Dataset excerpt:
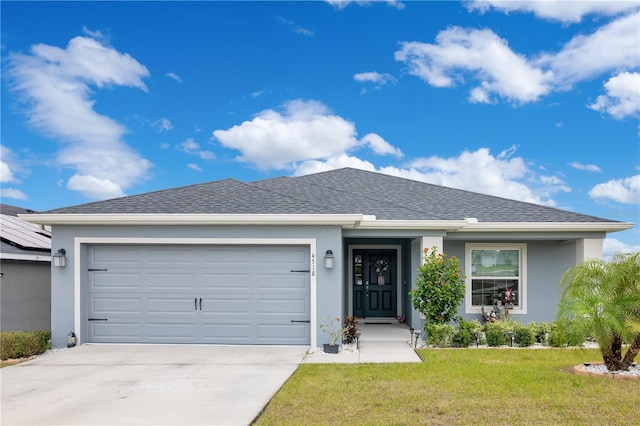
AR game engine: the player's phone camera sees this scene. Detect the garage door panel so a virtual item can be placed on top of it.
[91,296,142,315]
[89,321,142,343]
[89,272,142,293]
[144,272,198,292]
[146,320,196,343]
[86,245,310,345]
[257,323,308,344]
[89,246,142,266]
[258,298,308,316]
[202,321,252,344]
[146,246,200,267]
[255,273,308,291]
[202,296,252,315]
[201,272,253,292]
[146,295,197,316]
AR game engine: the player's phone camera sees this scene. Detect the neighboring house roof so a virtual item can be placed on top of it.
[21,168,633,231]
[0,204,51,262]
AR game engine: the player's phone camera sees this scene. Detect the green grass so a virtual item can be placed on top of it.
[255,349,640,425]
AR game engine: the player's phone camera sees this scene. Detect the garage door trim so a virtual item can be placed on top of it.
[73,237,318,347]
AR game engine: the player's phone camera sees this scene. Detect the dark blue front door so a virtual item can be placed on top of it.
[353,250,397,318]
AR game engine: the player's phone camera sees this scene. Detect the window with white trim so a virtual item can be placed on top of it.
[465,243,527,314]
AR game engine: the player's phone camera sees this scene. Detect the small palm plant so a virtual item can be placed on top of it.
[558,252,640,371]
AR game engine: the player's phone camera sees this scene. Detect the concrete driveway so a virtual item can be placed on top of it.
[0,345,308,426]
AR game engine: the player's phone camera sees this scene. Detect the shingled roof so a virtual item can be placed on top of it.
[0,204,51,260]
[38,168,617,223]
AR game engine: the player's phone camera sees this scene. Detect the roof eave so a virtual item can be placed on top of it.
[460,222,635,232]
[20,213,363,226]
[0,253,51,262]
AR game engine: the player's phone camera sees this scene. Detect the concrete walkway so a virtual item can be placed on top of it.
[0,345,308,426]
[0,322,421,426]
[302,320,422,364]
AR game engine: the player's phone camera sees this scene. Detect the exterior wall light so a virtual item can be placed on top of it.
[53,249,67,268]
[324,250,335,269]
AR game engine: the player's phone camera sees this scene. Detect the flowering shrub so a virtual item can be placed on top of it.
[409,247,465,324]
[342,315,358,343]
[320,317,344,345]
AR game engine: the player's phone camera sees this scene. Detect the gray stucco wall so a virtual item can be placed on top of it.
[51,225,344,347]
[0,260,51,331]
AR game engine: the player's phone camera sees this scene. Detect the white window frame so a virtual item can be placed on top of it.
[464,243,527,315]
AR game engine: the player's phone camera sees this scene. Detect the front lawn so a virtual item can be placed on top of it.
[255,348,640,425]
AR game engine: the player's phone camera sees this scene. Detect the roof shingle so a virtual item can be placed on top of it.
[44,168,616,222]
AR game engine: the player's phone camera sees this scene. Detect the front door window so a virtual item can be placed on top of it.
[353,250,397,318]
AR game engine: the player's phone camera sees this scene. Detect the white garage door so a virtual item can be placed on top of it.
[86,245,310,345]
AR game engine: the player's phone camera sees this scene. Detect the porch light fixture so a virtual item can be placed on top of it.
[52,249,67,268]
[324,250,335,269]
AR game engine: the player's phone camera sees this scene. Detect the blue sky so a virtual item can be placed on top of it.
[0,0,640,254]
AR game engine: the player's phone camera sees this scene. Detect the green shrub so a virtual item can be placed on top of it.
[484,320,516,346]
[513,324,535,348]
[0,330,51,361]
[484,323,507,346]
[409,247,466,324]
[342,315,358,343]
[529,322,551,345]
[452,320,482,348]
[424,324,454,348]
[549,323,569,348]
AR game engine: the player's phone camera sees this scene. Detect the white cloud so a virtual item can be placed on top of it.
[165,72,182,83]
[569,161,602,172]
[294,154,376,176]
[588,72,640,119]
[353,71,396,86]
[0,188,29,200]
[0,160,14,183]
[602,238,640,261]
[213,100,370,169]
[400,147,571,206]
[213,99,402,169]
[395,11,640,109]
[589,175,640,205]
[536,13,640,85]
[325,0,404,10]
[361,133,403,158]
[276,16,315,37]
[176,138,216,160]
[7,37,151,199]
[152,117,173,132]
[0,145,16,183]
[466,0,638,23]
[82,26,105,40]
[67,175,125,199]
[395,27,552,103]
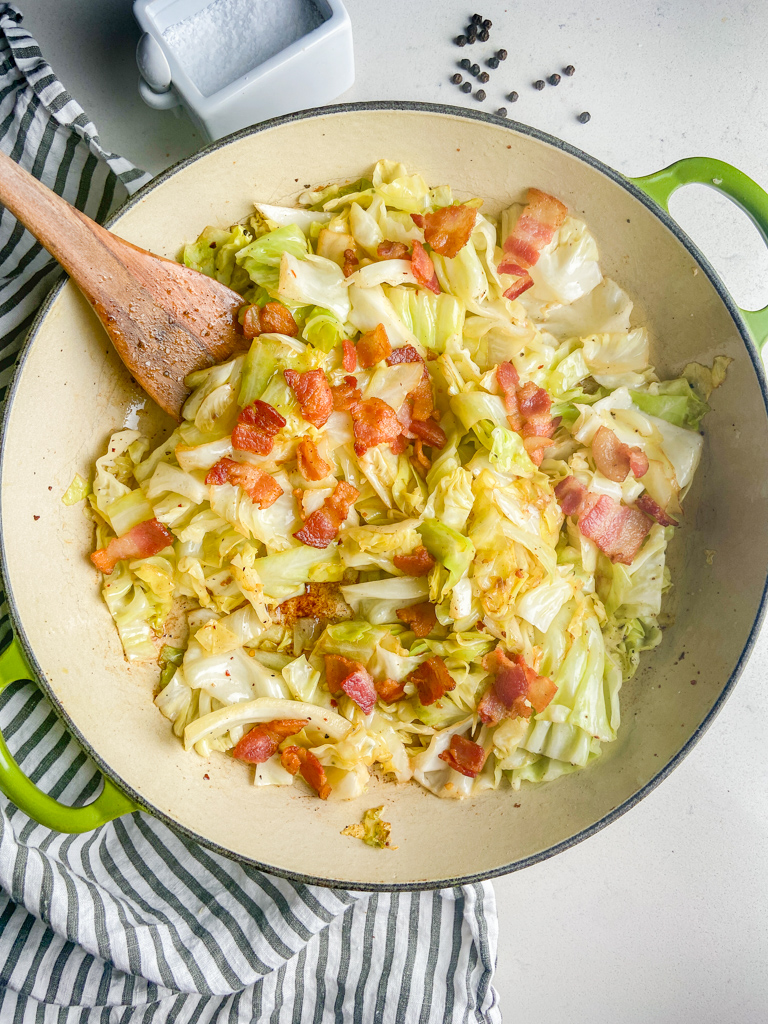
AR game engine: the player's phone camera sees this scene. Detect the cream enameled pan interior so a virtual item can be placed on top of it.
[1,110,768,887]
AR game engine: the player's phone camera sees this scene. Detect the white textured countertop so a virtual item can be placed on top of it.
[16,0,768,1024]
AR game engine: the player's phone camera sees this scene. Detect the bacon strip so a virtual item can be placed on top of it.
[407,654,456,708]
[232,399,286,455]
[411,239,440,295]
[206,458,283,509]
[296,437,331,480]
[635,490,679,526]
[357,324,392,370]
[499,188,568,274]
[293,480,360,548]
[411,206,477,259]
[91,519,173,575]
[283,368,334,427]
[392,544,435,577]
[592,427,648,483]
[437,736,487,778]
[397,601,437,638]
[232,718,309,765]
[280,746,331,800]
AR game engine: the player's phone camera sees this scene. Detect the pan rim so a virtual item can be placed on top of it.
[0,100,768,892]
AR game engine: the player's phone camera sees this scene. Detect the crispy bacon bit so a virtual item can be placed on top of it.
[374,679,406,703]
[397,601,437,638]
[376,239,408,259]
[408,654,456,708]
[411,239,440,295]
[206,458,283,509]
[350,398,401,456]
[499,188,568,273]
[91,519,173,575]
[280,746,331,800]
[232,399,286,455]
[331,376,362,413]
[293,480,360,548]
[437,736,487,778]
[392,544,435,575]
[635,490,678,526]
[296,437,331,480]
[555,476,587,515]
[283,368,334,427]
[357,324,392,370]
[411,420,447,449]
[421,206,477,258]
[342,249,360,278]
[579,495,651,565]
[341,338,357,374]
[592,427,648,483]
[232,718,309,765]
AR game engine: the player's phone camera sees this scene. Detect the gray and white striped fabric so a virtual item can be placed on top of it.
[0,3,501,1024]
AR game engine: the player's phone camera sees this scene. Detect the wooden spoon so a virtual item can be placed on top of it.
[0,153,248,420]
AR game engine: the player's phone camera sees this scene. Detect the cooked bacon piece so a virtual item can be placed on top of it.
[293,480,360,548]
[411,206,477,258]
[635,490,678,526]
[350,398,401,455]
[376,239,408,259]
[280,746,331,800]
[206,458,283,509]
[296,437,331,480]
[408,654,456,708]
[411,239,440,295]
[331,376,362,413]
[91,519,173,575]
[232,718,309,765]
[387,345,422,367]
[592,427,648,483]
[411,420,447,449]
[232,399,286,455]
[342,249,360,278]
[397,601,437,638]
[555,476,587,515]
[437,736,487,778]
[341,338,357,374]
[579,495,651,565]
[283,368,334,427]
[357,324,392,370]
[392,544,435,575]
[499,188,568,273]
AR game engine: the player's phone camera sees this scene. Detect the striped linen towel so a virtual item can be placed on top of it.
[0,3,501,1024]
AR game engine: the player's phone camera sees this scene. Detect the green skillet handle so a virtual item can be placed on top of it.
[0,638,140,833]
[630,157,768,349]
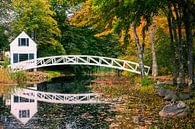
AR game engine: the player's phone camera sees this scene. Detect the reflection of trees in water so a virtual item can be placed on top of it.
[38,103,114,129]
[0,102,114,129]
[0,76,114,129]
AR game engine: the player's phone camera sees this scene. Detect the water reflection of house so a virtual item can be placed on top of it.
[7,87,38,124]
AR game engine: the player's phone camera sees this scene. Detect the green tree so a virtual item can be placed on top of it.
[12,0,65,56]
[0,25,9,51]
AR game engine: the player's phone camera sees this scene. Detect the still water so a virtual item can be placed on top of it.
[0,76,114,129]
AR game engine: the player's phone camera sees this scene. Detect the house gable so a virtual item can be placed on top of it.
[10,31,37,47]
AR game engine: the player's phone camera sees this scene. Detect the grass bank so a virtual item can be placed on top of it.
[0,69,63,85]
[92,78,195,129]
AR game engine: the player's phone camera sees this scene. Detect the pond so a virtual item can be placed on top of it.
[0,76,115,129]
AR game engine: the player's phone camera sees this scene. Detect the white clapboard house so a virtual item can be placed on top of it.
[10,32,37,64]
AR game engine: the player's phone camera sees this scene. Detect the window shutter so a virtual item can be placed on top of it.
[18,38,21,46]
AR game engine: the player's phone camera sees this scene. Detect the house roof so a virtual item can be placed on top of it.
[10,31,37,46]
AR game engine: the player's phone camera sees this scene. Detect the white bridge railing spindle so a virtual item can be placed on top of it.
[9,55,150,75]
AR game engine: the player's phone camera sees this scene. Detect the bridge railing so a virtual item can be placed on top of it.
[8,55,150,75]
[14,89,105,104]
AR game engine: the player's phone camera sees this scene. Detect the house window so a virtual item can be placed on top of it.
[14,96,19,103]
[19,54,28,61]
[13,53,19,63]
[28,53,34,60]
[18,38,29,46]
[14,95,35,103]
[19,110,30,118]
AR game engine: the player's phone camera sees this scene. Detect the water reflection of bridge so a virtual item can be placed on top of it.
[3,87,105,126]
[14,89,103,104]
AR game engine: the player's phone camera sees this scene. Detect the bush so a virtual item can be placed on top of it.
[3,57,10,68]
[141,76,150,86]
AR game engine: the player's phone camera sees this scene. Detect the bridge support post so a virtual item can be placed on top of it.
[33,68,37,72]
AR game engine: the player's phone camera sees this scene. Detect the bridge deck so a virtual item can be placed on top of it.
[10,55,150,75]
[14,89,106,104]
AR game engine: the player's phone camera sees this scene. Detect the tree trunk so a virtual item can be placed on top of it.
[174,5,185,87]
[150,23,158,77]
[167,6,177,85]
[184,5,195,85]
[132,22,145,78]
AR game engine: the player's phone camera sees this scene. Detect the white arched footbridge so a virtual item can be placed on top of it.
[9,55,150,75]
[14,89,103,104]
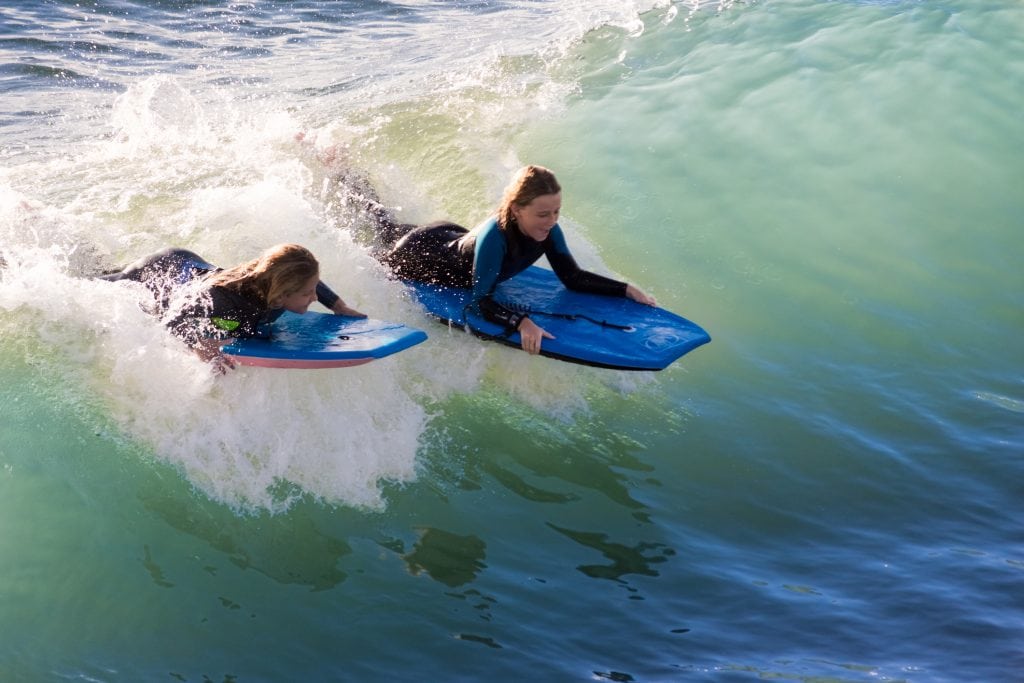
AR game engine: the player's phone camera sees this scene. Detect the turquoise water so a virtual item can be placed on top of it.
[0,0,1024,682]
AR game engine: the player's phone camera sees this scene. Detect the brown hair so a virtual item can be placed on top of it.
[207,245,319,306]
[498,166,562,230]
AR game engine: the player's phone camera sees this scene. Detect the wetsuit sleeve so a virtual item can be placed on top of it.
[166,287,267,346]
[470,223,526,330]
[545,225,627,296]
[316,281,341,308]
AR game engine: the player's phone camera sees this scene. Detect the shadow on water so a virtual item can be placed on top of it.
[140,495,352,591]
[426,391,659,522]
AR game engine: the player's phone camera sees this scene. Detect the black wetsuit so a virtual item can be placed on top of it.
[99,248,338,346]
[379,218,627,330]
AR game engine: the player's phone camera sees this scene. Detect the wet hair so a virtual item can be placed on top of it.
[207,244,319,306]
[498,166,562,230]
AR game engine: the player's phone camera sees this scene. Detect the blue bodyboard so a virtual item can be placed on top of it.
[221,311,427,369]
[406,266,711,370]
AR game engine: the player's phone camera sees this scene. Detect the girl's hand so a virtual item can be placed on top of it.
[626,285,657,306]
[331,297,367,317]
[519,317,555,355]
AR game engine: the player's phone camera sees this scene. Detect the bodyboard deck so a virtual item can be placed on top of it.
[221,311,427,369]
[406,266,711,370]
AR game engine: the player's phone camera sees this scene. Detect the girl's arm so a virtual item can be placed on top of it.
[316,281,367,317]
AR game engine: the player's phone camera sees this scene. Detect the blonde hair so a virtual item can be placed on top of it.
[207,244,319,306]
[498,166,562,230]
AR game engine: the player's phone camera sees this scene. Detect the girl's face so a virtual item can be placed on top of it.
[271,274,319,313]
[512,193,562,242]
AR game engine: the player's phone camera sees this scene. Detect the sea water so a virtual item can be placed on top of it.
[0,0,1024,682]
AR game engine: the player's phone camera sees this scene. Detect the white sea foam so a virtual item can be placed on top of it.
[0,77,647,510]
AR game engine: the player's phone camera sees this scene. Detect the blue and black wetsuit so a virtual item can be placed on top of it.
[98,248,338,346]
[379,218,627,330]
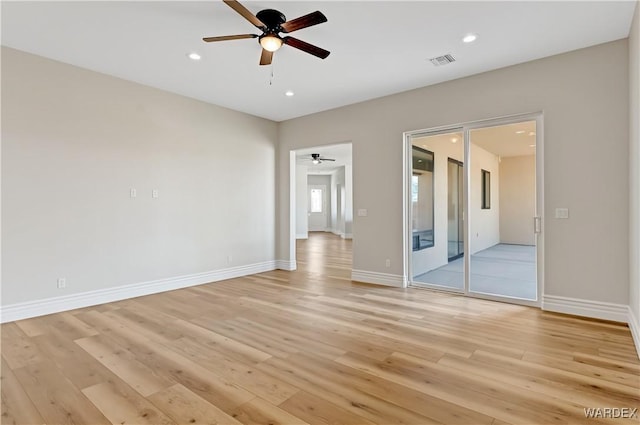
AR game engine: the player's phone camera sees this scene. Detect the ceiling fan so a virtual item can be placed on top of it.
[202,0,330,65]
[311,153,335,165]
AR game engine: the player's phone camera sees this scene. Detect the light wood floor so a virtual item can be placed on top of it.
[1,234,640,425]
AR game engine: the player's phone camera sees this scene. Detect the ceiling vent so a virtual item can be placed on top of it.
[429,55,456,66]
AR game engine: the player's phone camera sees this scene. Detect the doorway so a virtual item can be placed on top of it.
[286,143,353,270]
[405,114,543,305]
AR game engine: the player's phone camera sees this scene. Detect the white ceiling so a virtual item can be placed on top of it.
[2,0,635,121]
[295,143,352,174]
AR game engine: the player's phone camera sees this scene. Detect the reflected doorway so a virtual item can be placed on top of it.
[405,114,543,305]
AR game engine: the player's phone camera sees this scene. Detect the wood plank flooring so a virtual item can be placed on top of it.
[0,233,640,425]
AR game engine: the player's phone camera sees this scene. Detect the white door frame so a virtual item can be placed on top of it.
[402,112,544,307]
[307,184,331,232]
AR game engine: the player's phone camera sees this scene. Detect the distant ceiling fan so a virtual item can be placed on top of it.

> [Problem]: Quote the entries from the start through the line containing "[465,243,527,314]", keeping every line as it appears and leaving out the pictures.

> [Correct output]:
AR game engine: the player's phone camera sees this scene. Detect the garage door panel so a virtual item can be placed on top of it.
[91,296,142,315]
[89,321,142,343]
[89,272,142,293]
[144,272,198,292]
[146,320,196,343]
[86,245,310,345]
[257,323,308,344]
[89,246,142,266]
[258,298,308,316]
[202,321,252,344]
[146,246,200,267]
[255,273,308,291]
[202,296,252,315]
[201,272,253,292]
[146,295,197,316]
AR game engine: the player's phone camera sees this scene. Detect the neighboring house roof so a virtual item can be placed on top of it.
[21,168,633,231]
[0,204,51,262]
AR game engine: the player's phone camera sees this scene. Detect the green grass so a virtual item can be placed on top of it.
[255,349,640,425]
AR game engine: the player's phone camera sees this scene. Detect the garage door trim so a virtual item can be placed on top of it.
[73,237,318,347]
AR game engine: the player's phone camera sees this scene. Detect the dark blue front door so a virtual item can be placed on top of it.
[353,250,397,318]
AR game engine: the player's phone camera sees this scene. Detect the window with white trim so a virtual item can be placed on top of it.
[465,243,527,314]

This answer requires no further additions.